┏━━
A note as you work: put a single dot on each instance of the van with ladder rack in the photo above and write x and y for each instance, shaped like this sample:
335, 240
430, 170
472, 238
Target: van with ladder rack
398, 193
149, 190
┗━━
TASK » Transcribe the full listing exactly, keeping every word as it is.

EXERCISE ANSWER »
A note as you work: put a single dot on each instance of the van with ladder rack in the photo above and write x and y for each instance, shaped like this sample:
335, 240
430, 170
472, 238
Target: van with ladder rack
398, 193
149, 190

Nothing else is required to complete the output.